THE TASK = Extract each line of the data and write it out again exactly.

##### DATA SUPPLIED

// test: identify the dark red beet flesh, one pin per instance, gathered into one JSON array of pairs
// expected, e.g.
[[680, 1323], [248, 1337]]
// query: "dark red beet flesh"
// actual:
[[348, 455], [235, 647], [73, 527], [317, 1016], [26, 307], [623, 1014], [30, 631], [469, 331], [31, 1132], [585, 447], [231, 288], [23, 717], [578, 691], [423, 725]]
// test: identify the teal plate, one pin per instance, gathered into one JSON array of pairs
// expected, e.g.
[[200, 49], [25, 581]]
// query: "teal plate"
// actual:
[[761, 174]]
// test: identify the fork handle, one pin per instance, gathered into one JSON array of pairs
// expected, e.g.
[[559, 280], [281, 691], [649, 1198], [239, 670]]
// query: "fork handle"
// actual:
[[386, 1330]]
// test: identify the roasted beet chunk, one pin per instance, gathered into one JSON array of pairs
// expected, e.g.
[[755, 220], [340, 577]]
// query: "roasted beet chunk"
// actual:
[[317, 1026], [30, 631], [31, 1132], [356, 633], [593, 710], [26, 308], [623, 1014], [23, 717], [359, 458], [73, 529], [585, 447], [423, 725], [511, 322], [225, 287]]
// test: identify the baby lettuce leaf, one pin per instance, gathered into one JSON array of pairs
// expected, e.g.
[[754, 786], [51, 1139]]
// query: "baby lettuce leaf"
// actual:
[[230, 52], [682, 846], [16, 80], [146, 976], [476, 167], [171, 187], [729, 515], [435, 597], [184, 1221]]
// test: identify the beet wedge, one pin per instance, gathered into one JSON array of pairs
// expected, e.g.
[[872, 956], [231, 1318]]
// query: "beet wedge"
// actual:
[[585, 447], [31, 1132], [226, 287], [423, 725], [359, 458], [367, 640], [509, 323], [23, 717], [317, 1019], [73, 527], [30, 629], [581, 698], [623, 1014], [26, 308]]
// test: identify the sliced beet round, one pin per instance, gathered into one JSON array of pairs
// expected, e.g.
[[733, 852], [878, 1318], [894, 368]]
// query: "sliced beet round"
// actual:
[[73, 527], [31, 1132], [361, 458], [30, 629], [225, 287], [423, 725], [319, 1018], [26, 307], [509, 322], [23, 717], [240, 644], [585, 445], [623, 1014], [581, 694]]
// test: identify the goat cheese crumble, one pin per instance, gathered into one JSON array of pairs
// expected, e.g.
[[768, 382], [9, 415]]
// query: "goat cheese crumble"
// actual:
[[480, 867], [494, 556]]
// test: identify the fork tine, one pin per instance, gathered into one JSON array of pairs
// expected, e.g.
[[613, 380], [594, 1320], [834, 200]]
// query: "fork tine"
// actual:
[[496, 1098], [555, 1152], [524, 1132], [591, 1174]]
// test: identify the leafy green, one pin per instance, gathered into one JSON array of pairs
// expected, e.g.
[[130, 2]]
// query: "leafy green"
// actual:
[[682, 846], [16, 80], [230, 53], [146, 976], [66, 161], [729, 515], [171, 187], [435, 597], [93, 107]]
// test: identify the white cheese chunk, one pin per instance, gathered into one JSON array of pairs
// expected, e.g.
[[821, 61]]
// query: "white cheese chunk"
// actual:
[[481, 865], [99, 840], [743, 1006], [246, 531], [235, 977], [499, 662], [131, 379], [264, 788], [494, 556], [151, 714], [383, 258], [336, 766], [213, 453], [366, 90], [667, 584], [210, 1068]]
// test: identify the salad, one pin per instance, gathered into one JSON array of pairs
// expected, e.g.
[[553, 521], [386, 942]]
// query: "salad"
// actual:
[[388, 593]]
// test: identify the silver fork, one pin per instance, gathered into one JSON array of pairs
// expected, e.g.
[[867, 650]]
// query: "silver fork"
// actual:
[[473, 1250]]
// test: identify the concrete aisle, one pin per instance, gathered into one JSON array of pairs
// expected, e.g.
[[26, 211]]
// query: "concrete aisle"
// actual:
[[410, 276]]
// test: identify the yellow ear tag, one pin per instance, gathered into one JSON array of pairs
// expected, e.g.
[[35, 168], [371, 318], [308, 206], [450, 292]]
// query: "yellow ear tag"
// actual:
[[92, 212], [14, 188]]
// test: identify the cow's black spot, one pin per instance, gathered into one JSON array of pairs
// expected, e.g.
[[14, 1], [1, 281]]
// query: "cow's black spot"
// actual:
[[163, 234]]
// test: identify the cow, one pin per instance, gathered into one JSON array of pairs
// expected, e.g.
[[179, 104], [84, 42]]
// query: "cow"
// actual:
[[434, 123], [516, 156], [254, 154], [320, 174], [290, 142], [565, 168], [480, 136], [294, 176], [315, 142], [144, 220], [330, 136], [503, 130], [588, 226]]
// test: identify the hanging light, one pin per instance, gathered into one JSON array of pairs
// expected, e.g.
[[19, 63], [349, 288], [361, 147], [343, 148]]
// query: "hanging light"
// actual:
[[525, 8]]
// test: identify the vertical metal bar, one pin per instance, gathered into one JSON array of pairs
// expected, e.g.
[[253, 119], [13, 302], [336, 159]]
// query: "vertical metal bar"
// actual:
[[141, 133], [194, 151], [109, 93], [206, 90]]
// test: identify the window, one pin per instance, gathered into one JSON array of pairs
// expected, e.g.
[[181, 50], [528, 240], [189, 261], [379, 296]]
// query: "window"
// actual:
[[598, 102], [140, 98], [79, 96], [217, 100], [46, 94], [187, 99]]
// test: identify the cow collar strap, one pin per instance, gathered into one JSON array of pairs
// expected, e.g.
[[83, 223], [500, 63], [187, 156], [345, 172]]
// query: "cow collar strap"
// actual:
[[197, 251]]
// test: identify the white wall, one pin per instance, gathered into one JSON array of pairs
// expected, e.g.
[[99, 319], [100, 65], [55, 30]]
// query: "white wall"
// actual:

##########

ANSWER IN FULL =
// test: identify the dark red beet flesh, one pin per instance, gathered into one JSON array of pairs
// expected, e.g.
[[680, 1323], [248, 1337]]
// query: "dark red beet flesh"
// actual:
[[348, 455], [235, 647], [73, 527], [317, 1016], [26, 307], [623, 1014], [30, 631], [469, 331], [31, 1132], [585, 447], [231, 288], [23, 717], [578, 691], [423, 725]]
// test: identify the teal plate, one pin per instance, gathered into one JSON array of pairs
// expected, e.g.
[[200, 49], [25, 581]]
// query: "teal plate"
// actual:
[[761, 174]]
// test: identify the fork handle, one pin per instance, gathered into one JSON array of pairs
// expected, e.g.
[[559, 280], [281, 691], [649, 1198], [239, 670]]
// query: "fork handle"
// actual:
[[386, 1330]]
// test: identify the roasted beet chunk, one pin per instance, gathered into one JSON array of pairs
// expected, e.g.
[[755, 220], [340, 577]]
// query: "roasted beet chunk"
// actual:
[[317, 1026], [30, 631], [31, 1132], [356, 633], [593, 710], [26, 308], [623, 1014], [23, 717], [359, 458], [73, 529], [585, 447], [423, 725], [511, 322], [225, 287]]
// test: identify the baby lettuce leaf, one pin per instance, gathered into one JSON array of pairs
// expected, e.g.
[[754, 786], [51, 1139]]
// query: "baby lettuce leaf"
// actual:
[[230, 52], [682, 846], [16, 80], [146, 976], [476, 167], [171, 187], [729, 515], [435, 597], [184, 1221]]
// test: identify the beet wedge, one pin per instance, gathered into one JSON array of pairs
// expected, e.g.
[[872, 956], [231, 1318]]
// query: "beet wedge"
// actual:
[[585, 447], [31, 1132], [226, 287], [423, 725], [359, 458], [367, 640], [509, 323], [23, 717], [317, 1019], [73, 527], [30, 629], [581, 698], [623, 1014], [26, 308]]
// test: identify the sliced beet round, one pin per instance, gathered into one JSON array of pairs
// expected, e.g.
[[733, 852], [878, 1318], [894, 368]]
// query: "sliced beet round"
// actual:
[[73, 527], [31, 1132], [361, 458], [30, 629], [225, 287], [423, 725], [319, 1018], [26, 307], [509, 322], [23, 717], [240, 644], [585, 445], [623, 1014], [581, 694]]
// test: identify the goat cheese crumble, one pin per instance, gathered into one JSON array of pairs
// expected, e.g.
[[768, 382], [9, 415]]
// query: "goat cheese crumble"
// actual:
[[480, 867], [494, 556]]
// test: identify the fork tine, one pin per instance, gathered into one JSON array of pairs
// expected, e.g.
[[613, 380], [594, 1320], [834, 200]]
// query: "fork tine"
// actual:
[[496, 1098], [555, 1152], [524, 1132], [591, 1174]]
// test: identify the leafy green, one pin per instance, gathered into one JSON array of pairs
// expected, e.g.
[[130, 2]]
// query: "leafy green"
// actual:
[[682, 846], [16, 80], [230, 53], [146, 976], [66, 161], [729, 515], [171, 187], [435, 597], [93, 107]]
// test: identify the white cheese chunk, one pin per instance, gathered into one JSON array of pairs
// expected, e.g.
[[821, 61]]
// query: "white cheese chunk"
// actual:
[[481, 865], [99, 840], [743, 1006], [246, 531], [235, 977], [499, 662], [131, 379], [264, 788], [494, 556], [151, 714], [383, 258], [336, 766], [213, 453], [366, 90], [667, 584], [210, 1068]]
// test: identify the salad, one pin per instance, gathered into one JSON array of pairs
// expected, e.g.
[[553, 521], [386, 942]]
// query: "salad"
// actual:
[[388, 593]]
// test: identify the silver fork, one pin per instance, gathered into one JSON array of pairs
// expected, e.g.
[[867, 650]]
// query: "silver fork"
// actual:
[[473, 1250]]
// test: identify the concrete aisle, one pin per instance, gathered into one JSON array of pairs
// expected, e.g.
[[26, 211]]
// query: "concrete aisle"
// actual:
[[410, 276]]
// test: identify the yellow ear tag, one pin per instance, gathered into one JSON array of pairs
// expected, e.g.
[[35, 168], [371, 318], [308, 206], [450, 292]]
// query: "yellow ear tag"
// actual:
[[92, 212], [14, 188]]
// test: identify the cow's black spot, one pin per instance, gathered into one JSON array of pairs
// expected, e.g.
[[14, 1], [1, 281]]
// query: "cow's black spot"
// actual:
[[163, 234]]
// test: identify the cow, one pin per instance, gathered into one JSON array of pairs
// expected, e.g.
[[179, 104], [84, 42]]
// query: "cow"
// actual:
[[434, 123], [516, 156], [254, 154], [320, 174], [290, 142], [565, 168], [480, 136], [294, 176], [315, 142], [144, 220], [330, 136], [503, 130], [588, 226]]
// test: identify the hanging light, one pin per instance, gathered into one JSON array of pairs
// expected, e.g.
[[19, 63], [349, 288], [361, 147], [343, 148]]
// query: "hanging light"
// actual:
[[525, 8]]
// test: identify the vertical metal bar, one pin per instance, gathered into one JSON array of pairs
// expected, e.g.
[[253, 119], [13, 302], [336, 159]]
// query: "vertical metal bar"
// actual:
[[141, 133], [194, 151], [109, 93], [206, 90]]
// test: identify the window, one pin per instance, gathered into one JSON array of pairs
// expected, e.g.
[[181, 50], [528, 240], [189, 261], [379, 296]]
// query: "window"
// actual:
[[598, 102], [140, 98], [79, 96], [217, 100], [46, 94], [187, 99]]
// test: identify the cow collar strap, one pin per instance, gathered into one JSON array of pairs
// expected, e.g.
[[83, 223], [500, 63], [187, 156], [345, 172]]
// query: "cow collar strap"
// actual:
[[197, 251]]
// test: identify the white wall, one pin per instance, gathered into one JSON array of pairs
// expected, e.g.
[[99, 319], [100, 65], [55, 30]]
// query: "white wall"
// actual:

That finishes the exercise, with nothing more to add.